AIM 1.
In the essay on the value of college:
(a) What does the simplistic argument of the anti-college movement focus on exclusively?
(b) What was the unemployment rate for college graduates in April?
(c) Last year, how much more on average did a full-time worker with a college degree earn than one without?
AIM 2.
Can you reproduce word for word the passage of the essay on the value of college from "The counterargument here" to "graduates was 3.9%."?

DOCUMENT SECTION.
----------

A struggling economy has a way of making the shortsighted come out of the woodwork and panic about everything. One manifestation of this shortsighted panic is the anti-college movement, the people who have set about trying to make the case that you shouldn't go to college because it's not worth it.
The simplistic argument that the anti-college movement uses is exclusively about ROI, or return on investment. The core of this argument is that college is too expensive, and requires too many people to go into debt in order to pay for it; yet at the same time the jobs after college just aren't there. Too many college graduates aren't 'using their degrees,' working jobs in the service industry, etc. For the anti-college movement, this represents a poor ROI: you go into debt to get a college degree, then you come out with lots of debt and lousy job prospects.
A small part of this argument is true: college is too expensive, and it requires too much debt. We could say the same thing about every single other major investment we make, including buying houses, cars, and stocks: with the exception of the very rich, Americans achieve a high standard of living not on earnings (or any real growth in wages for the last few decades), but on debt.
Those who know something about trends in higher education will almost universally affirm that what's driving increases in college costs is everything but the EDUCATION part of college; but that's for another day. The substantive discussion to be had on the question of college costs and student debt is about how to reduce costs while improving education, two things that, actually, go hand-in-hand.
The anti-college movement is not interested in the substantive discussion, however. They catastrophize the problem of cost in order to suggest, without logical connection whatsoever, that education itself is overvalued. The only way they can make this otherwise inane connection between overspending on college gyms and football press boxes and 'educational' expenses is by reducing the value of a college education to ROI.
The counterargument here is a simple one, in two parts: 1) the value of a college education is not reducible to an equation of how much you paid for college and how much you make afterwards as a consequence of your degree; but 2) even if the value of college could be sensibly measured this way, COLLEGE IS THE BEST INVESTMENT YOU CAN MAKE. To summarize part 2:
1) The unemployment rate of the entire workforce in April was 7.5%. The unemployment rate for college graduates was 3.9%.
2) Not all college graduates currently have the jobs they want in this recession, but all net job gains have gone to college graduates.
3) Last year, a full-time worker with a college degree earned 79% more on average than one without.
4) Despite the high up-front costs of college, investing in a college degree returns better than the average stock market returns since 1950, and more than FIVE TIMES the returns on gold, long-term government bonds, and home ownership.
Of course, measuring the value of education this way is, commonsensically, historically, philosophically, and politically asinine.

----------

PROVIDED INFORMATION.
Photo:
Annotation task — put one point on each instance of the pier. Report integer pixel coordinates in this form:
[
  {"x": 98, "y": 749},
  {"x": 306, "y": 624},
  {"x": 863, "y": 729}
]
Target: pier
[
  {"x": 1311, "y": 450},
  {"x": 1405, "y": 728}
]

----------

FULL RESPONSE 1.
(a) ROI, or return on investment.
(b) 3.9%.
(c) 79% more.

FULL RESPONSE 2.
The counterargument here is a simple one, in two parts: 1) the value of a college education is not reducible to an equation of how much you paid for college and how much you make afterwards as a consequence of your degree; but 2) even if the value of college could be sensibly measured this way, COLLEGE IS THE BEST INVESTMENT YOU CAN MAKE. To summarize part 2:
1) The unemployment rate of the entire workforce in April was 7.5%. The unemployment rate for college graduates was 3.9%.